### TASK DIRECTIONS
Print the following entries without any change.

[DATA TO USE Boundary: Start]

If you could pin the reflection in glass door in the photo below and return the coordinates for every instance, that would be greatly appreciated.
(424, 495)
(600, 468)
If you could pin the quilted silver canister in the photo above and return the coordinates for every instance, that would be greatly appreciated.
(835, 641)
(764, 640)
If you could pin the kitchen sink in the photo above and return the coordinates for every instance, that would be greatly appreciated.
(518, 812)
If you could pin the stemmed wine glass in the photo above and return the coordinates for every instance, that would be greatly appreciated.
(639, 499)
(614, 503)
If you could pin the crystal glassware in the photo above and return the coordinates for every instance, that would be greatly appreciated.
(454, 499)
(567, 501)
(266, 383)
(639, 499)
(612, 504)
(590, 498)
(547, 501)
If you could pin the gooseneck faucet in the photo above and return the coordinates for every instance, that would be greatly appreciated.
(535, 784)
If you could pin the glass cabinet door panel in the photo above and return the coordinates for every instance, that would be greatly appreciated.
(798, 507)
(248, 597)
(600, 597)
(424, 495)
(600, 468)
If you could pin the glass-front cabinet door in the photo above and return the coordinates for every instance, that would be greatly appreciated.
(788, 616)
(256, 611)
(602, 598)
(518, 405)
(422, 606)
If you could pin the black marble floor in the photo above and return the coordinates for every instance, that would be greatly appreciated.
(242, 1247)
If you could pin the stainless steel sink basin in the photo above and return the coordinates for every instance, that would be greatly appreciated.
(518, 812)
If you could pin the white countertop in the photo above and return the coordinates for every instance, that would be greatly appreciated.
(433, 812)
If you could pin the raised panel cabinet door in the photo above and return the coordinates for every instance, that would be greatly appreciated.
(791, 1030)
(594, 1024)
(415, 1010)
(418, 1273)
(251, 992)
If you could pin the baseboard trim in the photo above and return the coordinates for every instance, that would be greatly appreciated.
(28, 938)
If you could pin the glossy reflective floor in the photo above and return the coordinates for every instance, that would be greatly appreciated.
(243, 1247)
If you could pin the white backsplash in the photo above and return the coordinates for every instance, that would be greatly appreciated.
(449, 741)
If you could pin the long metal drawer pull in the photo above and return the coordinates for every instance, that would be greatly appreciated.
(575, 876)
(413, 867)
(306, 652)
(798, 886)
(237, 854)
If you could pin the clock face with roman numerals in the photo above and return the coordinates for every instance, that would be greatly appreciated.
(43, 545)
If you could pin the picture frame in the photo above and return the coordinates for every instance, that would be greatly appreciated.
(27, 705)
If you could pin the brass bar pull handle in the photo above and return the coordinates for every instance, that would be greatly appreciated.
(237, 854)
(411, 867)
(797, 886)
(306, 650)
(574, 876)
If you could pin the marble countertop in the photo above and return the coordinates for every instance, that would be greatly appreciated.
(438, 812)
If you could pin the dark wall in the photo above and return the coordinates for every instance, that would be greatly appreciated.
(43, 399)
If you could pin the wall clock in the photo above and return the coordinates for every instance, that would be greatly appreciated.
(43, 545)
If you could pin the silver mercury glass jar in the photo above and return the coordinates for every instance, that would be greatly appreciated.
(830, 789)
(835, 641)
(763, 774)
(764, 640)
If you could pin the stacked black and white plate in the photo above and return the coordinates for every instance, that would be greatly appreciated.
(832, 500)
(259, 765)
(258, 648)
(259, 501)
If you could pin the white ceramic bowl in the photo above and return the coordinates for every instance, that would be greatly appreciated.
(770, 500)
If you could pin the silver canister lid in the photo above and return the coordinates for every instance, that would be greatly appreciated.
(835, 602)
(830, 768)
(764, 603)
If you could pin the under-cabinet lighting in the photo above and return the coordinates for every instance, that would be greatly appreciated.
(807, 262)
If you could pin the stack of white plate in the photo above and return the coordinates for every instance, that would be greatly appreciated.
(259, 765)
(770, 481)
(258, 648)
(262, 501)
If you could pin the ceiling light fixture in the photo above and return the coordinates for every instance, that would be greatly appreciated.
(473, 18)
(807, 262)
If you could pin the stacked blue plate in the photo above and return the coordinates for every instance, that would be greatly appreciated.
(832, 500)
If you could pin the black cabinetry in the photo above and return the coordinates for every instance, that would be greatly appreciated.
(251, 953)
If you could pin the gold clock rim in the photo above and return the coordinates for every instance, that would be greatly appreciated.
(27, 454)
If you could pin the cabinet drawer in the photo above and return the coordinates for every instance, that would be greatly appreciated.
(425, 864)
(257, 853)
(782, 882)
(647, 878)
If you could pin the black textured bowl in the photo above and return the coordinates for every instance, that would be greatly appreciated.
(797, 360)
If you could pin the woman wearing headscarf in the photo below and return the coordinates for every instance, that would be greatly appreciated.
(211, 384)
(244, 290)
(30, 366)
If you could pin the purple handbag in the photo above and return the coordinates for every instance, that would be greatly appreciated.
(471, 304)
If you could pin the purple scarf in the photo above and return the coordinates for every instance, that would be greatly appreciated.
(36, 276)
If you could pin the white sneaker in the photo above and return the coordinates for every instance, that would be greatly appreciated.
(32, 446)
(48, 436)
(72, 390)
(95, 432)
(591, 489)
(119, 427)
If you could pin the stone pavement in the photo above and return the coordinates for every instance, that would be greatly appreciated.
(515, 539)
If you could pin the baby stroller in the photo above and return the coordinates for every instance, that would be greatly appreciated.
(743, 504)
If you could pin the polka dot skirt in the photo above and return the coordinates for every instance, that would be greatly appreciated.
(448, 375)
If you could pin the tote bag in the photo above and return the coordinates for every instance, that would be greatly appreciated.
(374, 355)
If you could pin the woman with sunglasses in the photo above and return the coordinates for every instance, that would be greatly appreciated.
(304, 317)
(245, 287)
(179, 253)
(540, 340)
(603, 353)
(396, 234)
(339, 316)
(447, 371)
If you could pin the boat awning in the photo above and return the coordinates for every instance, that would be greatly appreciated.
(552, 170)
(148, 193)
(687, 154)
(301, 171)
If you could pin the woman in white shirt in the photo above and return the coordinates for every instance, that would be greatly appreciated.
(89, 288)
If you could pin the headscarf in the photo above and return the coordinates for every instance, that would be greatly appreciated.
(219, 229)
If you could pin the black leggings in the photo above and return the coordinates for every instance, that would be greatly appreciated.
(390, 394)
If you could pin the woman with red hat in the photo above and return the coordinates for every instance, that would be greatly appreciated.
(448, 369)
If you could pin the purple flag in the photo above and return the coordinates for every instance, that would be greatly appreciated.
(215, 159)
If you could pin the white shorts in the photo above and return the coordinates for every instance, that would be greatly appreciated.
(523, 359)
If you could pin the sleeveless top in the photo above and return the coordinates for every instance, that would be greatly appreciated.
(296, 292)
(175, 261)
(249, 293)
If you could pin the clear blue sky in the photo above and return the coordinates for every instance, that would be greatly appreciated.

[DATA TO USE Boundary: End]

### REPLY
If you could pin the reflection in glass door in the photo below and return the coordinates for every instance, that would be greatly appreciated.
(424, 495)
(600, 468)
If you could pin the quilted silver canister in the photo above and return the coordinates for every instance, that would be greatly appreciated.
(835, 641)
(764, 640)
If you could pin the kitchen sink in the photo above and return the coordinates for every instance, that would be greatly appreciated.
(518, 812)
If you could pin the stemmed wine glass in the photo above and return the coordinates for every instance, that would be greatly appreciated.
(639, 499)
(614, 503)
If you could pin the crystal glassware in the photo above and return the coordinates for every instance, that would be greatly appreciated.
(454, 499)
(567, 501)
(266, 383)
(639, 499)
(612, 504)
(590, 498)
(547, 501)
If you could pin the gooseneck faucet in the photo above and return the coordinates for every instance, that would be greatly appreciated.
(535, 784)
If you could pin the glass cabinet door panel in the photo above and return the coordinates for every instance, that would be greatly appreciated.
(798, 507)
(248, 597)
(600, 597)
(424, 495)
(600, 468)
If you could pin the glass-front cabinet door in the photo above and return the coordinates for every instance, that would be greatly appreciated.
(788, 616)
(256, 611)
(602, 598)
(518, 405)
(422, 606)
If you could pin the black marble floor in the photo above and return the coordinates for every instance, that would be greatly appreciated.
(242, 1247)
If you could pin the stainless steel sink basin in the photo above and return the coordinates for every instance, that would be greatly appreciated.
(518, 812)
If you could pin the white countertop in the photo above and return the coordinates for every instance, that would be greatly appreciated.
(433, 812)
If you could pin the raised panel cabinet door in the photo above and return the coordinates for every instance, that would be greatly appreciated.
(791, 1030)
(594, 1024)
(415, 1010)
(418, 1273)
(251, 992)
If you could pin the baseboard trim in the photo above and return the coordinates for every instance, that would be greatly appreciated.
(28, 938)
If you could pin the glossy reflective floor in the photo above and return the coordinates for every instance, that would be greatly appreciated.
(243, 1247)
If you could pin the white backsplash in the photo above and return the coordinates for every instance, that would be greatly appreciated.
(449, 741)
If you could pin the long metal drawer pull in the photo above and return the coordinates for every instance, that would be greatly appreciated.
(575, 876)
(413, 867)
(306, 652)
(798, 886)
(237, 854)
If you could pin the clock face with roman numerals in the photo above and return the coordinates for every instance, that would be greatly appreciated.
(43, 545)
If you could pin the picture frame in the photo above and return the coordinates for every instance, that would be greatly appreciated.
(27, 705)
If you could pin the brass bar pull handle in the photo above and return the coordinates for every instance, that would be greatly appreciated.
(237, 854)
(411, 867)
(797, 886)
(306, 650)
(574, 876)
If you could pin the marble countertop in the photo above and return the coordinates for every instance, that would be greatly appreciated.
(438, 812)
If you could pin the dark wall in the photo above and return the coordinates for every instance, that would be greatly appreciated.
(43, 399)
If you could pin the wall clock in the photo above and return the coordinates for every instance, that would be greatly appreciated.
(43, 545)
If you could pin the silver mercury glass jar in the photo above and return the coordinates for every instance, that would be greatly appreciated.
(830, 789)
(835, 641)
(763, 774)
(764, 640)
If you could pin the stacked black and white plate in the photo above and return the coordinates for every instance, that would be greatly appreciated.
(832, 500)
(259, 765)
(258, 648)
(259, 501)
If you could pin the white ceramic bowl in the photo above and return the coordinates for every instance, that would be greatly appreciated.
(770, 500)
If you could pin the silver canister lid in the photo above and return the coordinates for every instance, that would be greatly appreciated.
(835, 602)
(830, 768)
(764, 603)
If you could pin the under-cabinet lighting in the photo above and return the coordinates for every instance, that would be greatly appreciated.
(807, 262)
If you could pin the stack of white plate in the photo above and return the coordinates for every instance, that would be greatly appreciated.
(259, 765)
(770, 481)
(258, 648)
(262, 501)
If you could pin the ceiling light fixture in the photo above and return the coordinates for every instance, that would be greatly appreciated.
(473, 18)
(807, 262)
If you could pin the stacked blue plate in the photo above and return the coordinates for every instance, that would be greatly appreciated.
(832, 500)
If you could pin the black cabinetry in the photo above and return the coordinates for every instance, that would be greatly appreciated.
(251, 953)
If you could pin the gold clock rim in the photo above and return the coordinates for every instance, that would be greatly appreciated.
(27, 454)
If you could pin the cabinet drawer in the photo above and return the coordinates for every instance, that would be greatly appreciated.
(425, 864)
(257, 853)
(782, 882)
(647, 878)
If you could pin the black textured bowl in the photo above and return the coordinates for every instance, that would be greatly appreciated.
(797, 360)
If you could pin the woman wearing headscarf in the photo below and return the coordinates for every instance, that would be greatly appreciated.
(211, 384)
(244, 290)
(30, 366)
If you could pin the purple handbag in the photo above and return the coordinates for every instance, that would be greatly appreciated.
(471, 304)
If you could pin the purple scarf in the photo above and return the coordinates for every instance, that would be greatly appreciated.
(36, 276)
If you could pin the white sneaker in the photo above and return the coordinates for every instance, that would be greatly appreciated.
(32, 446)
(48, 436)
(72, 390)
(95, 432)
(591, 489)
(119, 427)
If you could pin the stone pavement in the photo above and return the coordinates for every instance, that would be greatly appreciated.
(515, 539)
If you could pin the baby stroller in the photo above and return the coordinates for every instance, that would be greatly appreciated.
(743, 504)
If you could pin the polka dot skirt in the photo above and return the coordinates for every instance, that would be greatly appreciated.
(448, 375)
If you could pin the tote bag in the photo above and return the coordinates for every instance, that would be greatly appreciated.
(374, 355)
If you could pin the woman with sunglasses in the photo above and return the coordinates for every instance, that would be greatly appreciated.
(304, 317)
(245, 287)
(179, 253)
(540, 340)
(603, 353)
(396, 234)
(339, 316)
(447, 371)
If you could pin the boat awning in the photo above and return the coordinates for every instance, that would be greatly appreciated.
(552, 170)
(148, 193)
(687, 154)
(301, 171)
If you could pin the woman in white shirt in the photo above and return the coordinates for every instance, that would be greatly appreciated.
(89, 288)
If you could pin the headscarf in the photo above and return the coordinates for every instance, that would be greatly appreciated.
(219, 229)
If you could pin the black leggings in the photo above and return the coordinates for every instance, that would be greatly appreciated.
(390, 394)
If you could pin the woman with red hat in the photo above and return the coordinates for every instance, that would be greatly appreciated.
(448, 369)
If you could pin the purple flag in the photo above and return the coordinates for every instance, that would be greatly appreciated.
(215, 159)
If you could pin the white shorts in the photo above and return the coordinates for every instance, that would be greatly appreciated.
(523, 359)
If you could pin the sleeveless top in the photo above and return the coordinates for every instance, that would be greatly appreciated.
(296, 292)
(175, 261)
(249, 293)
If you could pin the clear blue sky in the photo above and return the coordinates for every instance, that would be greatly appreciated.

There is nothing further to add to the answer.